Excerpt from a dataset
================================

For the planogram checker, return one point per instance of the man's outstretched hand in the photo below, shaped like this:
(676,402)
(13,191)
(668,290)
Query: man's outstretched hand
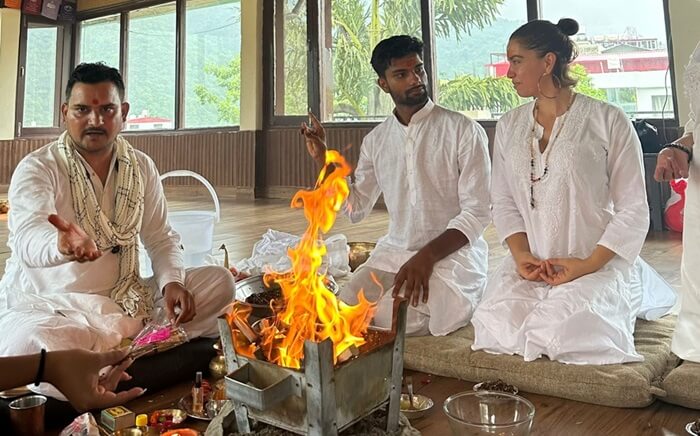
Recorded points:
(73,241)
(315,137)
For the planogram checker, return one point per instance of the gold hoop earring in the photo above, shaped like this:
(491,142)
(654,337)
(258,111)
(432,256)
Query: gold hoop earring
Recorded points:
(539,89)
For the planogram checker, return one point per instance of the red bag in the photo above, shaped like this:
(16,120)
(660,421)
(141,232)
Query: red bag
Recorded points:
(673,213)
(32,7)
(14,4)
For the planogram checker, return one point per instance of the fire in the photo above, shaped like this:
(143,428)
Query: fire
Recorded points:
(310,311)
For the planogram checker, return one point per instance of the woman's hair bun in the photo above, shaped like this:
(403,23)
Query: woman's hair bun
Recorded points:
(568,26)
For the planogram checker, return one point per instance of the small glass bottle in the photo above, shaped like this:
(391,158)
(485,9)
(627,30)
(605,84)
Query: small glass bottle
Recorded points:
(198,395)
(142,423)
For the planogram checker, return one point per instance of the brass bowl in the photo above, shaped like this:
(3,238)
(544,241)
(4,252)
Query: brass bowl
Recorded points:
(255,285)
(178,417)
(130,431)
(421,406)
(359,253)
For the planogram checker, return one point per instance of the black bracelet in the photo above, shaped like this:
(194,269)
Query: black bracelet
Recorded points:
(681,147)
(40,373)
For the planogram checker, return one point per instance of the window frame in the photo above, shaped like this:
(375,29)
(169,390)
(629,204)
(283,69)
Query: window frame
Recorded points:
(71,48)
(64,32)
(314,26)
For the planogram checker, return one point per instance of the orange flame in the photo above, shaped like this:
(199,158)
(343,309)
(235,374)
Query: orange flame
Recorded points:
(310,310)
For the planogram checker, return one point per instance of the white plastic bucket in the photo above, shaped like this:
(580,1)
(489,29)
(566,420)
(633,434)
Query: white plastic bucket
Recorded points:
(195,227)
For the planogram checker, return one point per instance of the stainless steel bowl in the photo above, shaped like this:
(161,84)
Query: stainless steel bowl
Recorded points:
(359,253)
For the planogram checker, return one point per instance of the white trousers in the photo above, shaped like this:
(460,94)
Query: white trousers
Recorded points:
(588,321)
(378,286)
(96,323)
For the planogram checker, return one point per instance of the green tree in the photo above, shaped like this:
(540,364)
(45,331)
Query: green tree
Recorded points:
(228,77)
(355,29)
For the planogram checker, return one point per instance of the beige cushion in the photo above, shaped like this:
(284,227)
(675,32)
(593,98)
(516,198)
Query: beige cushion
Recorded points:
(625,385)
(682,385)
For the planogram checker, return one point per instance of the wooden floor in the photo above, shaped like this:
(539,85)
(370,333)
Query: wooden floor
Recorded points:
(242,223)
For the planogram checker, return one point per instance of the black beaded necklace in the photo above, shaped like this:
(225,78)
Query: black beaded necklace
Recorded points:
(534,143)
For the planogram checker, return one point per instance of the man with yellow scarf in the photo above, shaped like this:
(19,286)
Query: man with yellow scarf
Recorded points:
(79,205)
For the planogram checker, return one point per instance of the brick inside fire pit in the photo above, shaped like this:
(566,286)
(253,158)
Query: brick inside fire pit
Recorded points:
(321,399)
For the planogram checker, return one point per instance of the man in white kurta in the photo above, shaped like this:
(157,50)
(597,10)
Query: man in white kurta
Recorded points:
(434,175)
(432,167)
(685,339)
(47,298)
(593,194)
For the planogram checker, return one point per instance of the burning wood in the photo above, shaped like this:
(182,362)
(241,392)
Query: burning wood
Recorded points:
(309,310)
(348,354)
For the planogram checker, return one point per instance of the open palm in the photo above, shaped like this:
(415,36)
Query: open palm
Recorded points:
(73,241)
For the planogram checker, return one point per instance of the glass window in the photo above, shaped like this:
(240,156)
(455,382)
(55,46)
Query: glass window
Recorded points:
(623,51)
(471,61)
(40,77)
(349,85)
(213,71)
(291,55)
(99,40)
(151,68)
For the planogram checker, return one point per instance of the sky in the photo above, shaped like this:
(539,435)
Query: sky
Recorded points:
(597,17)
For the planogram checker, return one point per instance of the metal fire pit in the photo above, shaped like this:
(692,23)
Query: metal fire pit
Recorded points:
(320,399)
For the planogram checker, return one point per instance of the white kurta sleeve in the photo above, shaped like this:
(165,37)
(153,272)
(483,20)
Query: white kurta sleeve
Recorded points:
(506,216)
(626,231)
(365,191)
(32,199)
(690,125)
(473,184)
(160,240)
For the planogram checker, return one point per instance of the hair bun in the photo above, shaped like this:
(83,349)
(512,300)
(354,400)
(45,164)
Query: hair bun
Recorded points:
(568,26)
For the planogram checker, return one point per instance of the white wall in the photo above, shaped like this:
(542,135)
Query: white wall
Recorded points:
(9,58)
(685,31)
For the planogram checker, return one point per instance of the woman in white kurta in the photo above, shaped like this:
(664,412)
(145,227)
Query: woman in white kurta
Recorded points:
(673,163)
(569,200)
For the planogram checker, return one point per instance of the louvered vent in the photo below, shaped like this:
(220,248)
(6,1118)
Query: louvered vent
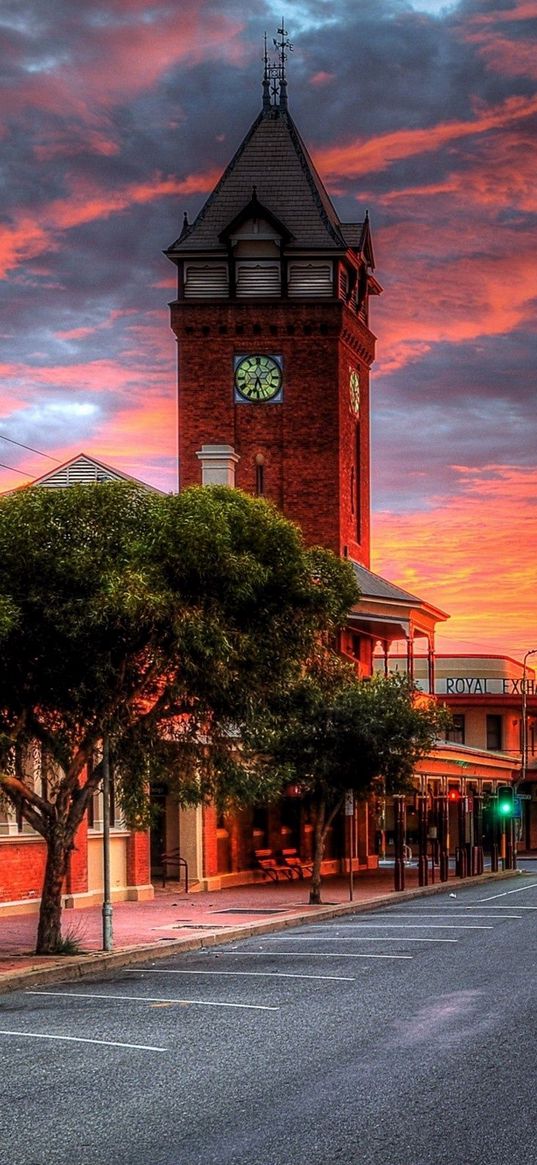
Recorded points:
(206,281)
(310,280)
(258,280)
(79,473)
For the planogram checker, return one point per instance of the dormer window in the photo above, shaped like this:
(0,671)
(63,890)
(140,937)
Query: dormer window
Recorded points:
(206,281)
(258,279)
(310,280)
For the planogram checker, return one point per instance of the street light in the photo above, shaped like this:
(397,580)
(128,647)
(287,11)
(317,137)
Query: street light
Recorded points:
(524,715)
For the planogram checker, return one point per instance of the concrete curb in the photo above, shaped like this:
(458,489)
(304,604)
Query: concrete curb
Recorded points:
(69,969)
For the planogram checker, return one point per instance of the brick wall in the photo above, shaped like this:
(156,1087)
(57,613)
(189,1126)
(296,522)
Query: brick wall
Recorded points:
(308,440)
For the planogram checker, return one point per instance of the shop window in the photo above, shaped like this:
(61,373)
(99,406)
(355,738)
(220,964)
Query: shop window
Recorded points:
(457,731)
(494,733)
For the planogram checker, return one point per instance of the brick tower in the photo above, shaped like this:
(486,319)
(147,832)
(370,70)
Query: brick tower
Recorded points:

================================

## WHAT TO PRODUCE
Your task is to copy the entries in full and exactly, without any images.

## REPLY
For the planogram checker, return one point per instance of the man's outstretched hand in the photo below, shaped like this:
(676,402)
(13,191)
(668,290)
Query: man's outstretched hand
Recorded points:
(73,241)
(315,137)
For the planogram checker, return one point per instance of the gold hoop earring in the photo above, shaped like this:
(491,142)
(654,337)
(258,111)
(432,256)
Query: gold hoop earring
Recorded points:
(539,89)
For the planogram checker, return one point per instance of the red bag in the photo above, shaped like this:
(16,120)
(660,421)
(141,232)
Query: red bag
Recorded points:
(673,213)
(32,7)
(14,4)
For the planogram checker, return one point per instance of the fire in the photo above, shaped like this:
(143,428)
Query: fire
Recorded points:
(310,311)
For the planogram checker, return one point per instance of the woman's hair bun in the photo above, shaped like this:
(403,23)
Query: woman's hair bun
Recorded points:
(568,26)
For the planogram checker, return one point per instance of the small glass bottle in the photo above, shaped like this:
(391,158)
(485,9)
(627,30)
(605,84)
Query: small glass bottle
Recorded points:
(198,395)
(142,423)
For the planogram checker, return one point per instance of the brass bowl in the photo above, shaped like this:
(3,238)
(544,241)
(4,252)
Query: brass bowl
Recorded points:
(255,285)
(178,417)
(130,431)
(421,406)
(359,253)
For the planogram checker, return one point per instance of the black bracelet in the photo above, shaped like this:
(194,269)
Query: black bracelet
Recorded points:
(681,147)
(40,373)
For the planogram checker, return one point per instance of the window frame in the photo above, shaped like this:
(375,29)
(169,390)
(629,204)
(283,69)
Query: window frame
Recorded points:
(71,48)
(64,32)
(314,26)
For the planogram checker, return one point per instance of the orange flame in the photo above, shaped like this:
(199,158)
(343,309)
(235,374)
Query: orange flame
Recorded points:
(310,310)
For the planogram checker, return one point per instance of the white plastic bucket in the photo above, shaped like this:
(580,1)
(489,29)
(566,420)
(633,434)
Query: white plastic bucket
Recorded points:
(195,227)
For the planogram checker, return one point per instance of the stainless steel bowl in the photo above, shaped like this:
(161,84)
Query: stainless steel bowl
Recorded points:
(359,253)
For the planogram checker, return one point per instance of the white trousers in the photo above, shaped like this:
(460,94)
Query: white trousers
Recorded points:
(588,321)
(378,286)
(96,323)
For the planogram checker, return one point per instance of the green tree in the photo above, shaped like this:
(540,364)
(45,331)
Query: green tree
Recorded points:
(228,77)
(355,29)
For the planogram checker, return one point per instance of the beige cushion in the photo above, shaped like this:
(284,227)
(675,32)
(593,98)
(516,198)
Query: beige cushion
Recorded points:
(625,385)
(682,385)
For the planogram checker, return one point per instance of the wooden floor in the photo above, shaped like this:
(539,85)
(370,333)
Query: wooden floor
Recorded points:
(242,223)
For the planogram checker, return one point per instance of the black beaded necklace in the photo above, shaped like this:
(225,78)
Query: black beaded necklace
Recorded points:
(534,143)
For the planogram checker, return one point per instance of the man with yellow scarf in the photo above, shaped like this:
(19,286)
Query: man with yellow scarf
Recorded points:
(79,205)
For the planogram checker, return one point per instance of the brick inside fire pit in the photo above, shaped like this:
(566,286)
(253,158)
Query: brick inside fire pit
Recorded points:
(321,399)
For the planogram checker, return one point per instance of the man in white kurta in the photo above, shaped like this:
(157,50)
(597,10)
Query: man in white kurta
Recorded points:
(434,175)
(432,167)
(685,339)
(47,298)
(593,194)
For the planogram checker, return one point per instance of the burning wood in the photo above, shaped like this:
(182,362)
(241,392)
Query: burning wood
Recorded points:
(309,310)
(348,354)
For the planogram checker, return one point per instance of the open palm in the photo above, shaped like this:
(415,36)
Query: open palm
Recorded points:
(73,241)
For the planogram checker, return one point per instance of the glass window in the photo above, shaped like this:
(240,156)
(455,382)
(55,46)
Query: glass window
Recorded points:
(623,51)
(471,61)
(40,77)
(349,85)
(213,71)
(291,55)
(99,40)
(151,68)
For the planogram checker, return one point per instance of the sky in the photo above, shaped like this:
(539,435)
Query: sky
Recorded points:
(597,17)
For the planogram checker, return one point per instance of the metal fire pit in the photo above, shaped like this:
(692,23)
Query: metal fire pit
Recorded points:
(320,399)
For the planogram checker, return one point per instance of the white kurta sleeve in the photo above, shaped like this:
(165,37)
(153,272)
(483,20)
Query: white kurta sleeve
Recorded points:
(506,216)
(626,231)
(365,191)
(32,199)
(690,125)
(473,184)
(160,240)
For the planogram checker, return one point per instance of the hair bun in the photo above, shaped like this:
(83,349)
(512,300)
(354,400)
(45,164)
Query: hair bun
Recorded points:
(568,26)
For the planogram checker, return one point per instance of the white wall in the photo above, shaped like this:
(542,135)
Query: white wall
Recorded points:
(9,58)
(685,31)
For the planogram checker, return one point per instance of the woman in white kurta in the photo above, shaped like this:
(664,412)
(145,227)
Query: woman in white kurta
Recorded points:
(673,163)
(569,200)
For the planogram checker, return one point per instance of the louvered vent in the photo below, shaped like this:
(220,248)
(6,1118)
Query: louvered vent
Recorded points:
(206,281)
(310,280)
(258,280)
(79,473)
For the planogram checker, return one point per instance of the dormer window in the photo above, shaped like this:
(0,671)
(63,890)
(140,937)
Query: dormer window
Recorded points:
(206,281)
(258,279)
(310,280)
For the planogram checker, return one point per instance of the street light in the photo above, shaped like this:
(397,580)
(128,647)
(287,11)
(317,137)
Query: street light
Recorded points:
(524,715)
For the planogram checker, return one point per instance of the concrete curb in the photo above, shaped like this:
(458,489)
(304,604)
Query: concrete curb
Recorded points:
(69,969)
For the planogram checker, return one point per instance of the brick wall in the photo above, shaped like this:
(156,1087)
(57,613)
(189,1126)
(296,522)
Query: brick wall
Recorded points:
(308,440)
For the planogram checker, return one point per instance of the shop window in the photo above, shaped like this:
(61,373)
(99,406)
(355,738)
(220,964)
Query: shop window
Recorded points:
(457,731)
(494,733)
For the planogram checker, return one point per instance of the brick tower in the photo above, shaped like this:
(486,319)
(147,832)
(370,70)
Query: brick tower
Recorded points:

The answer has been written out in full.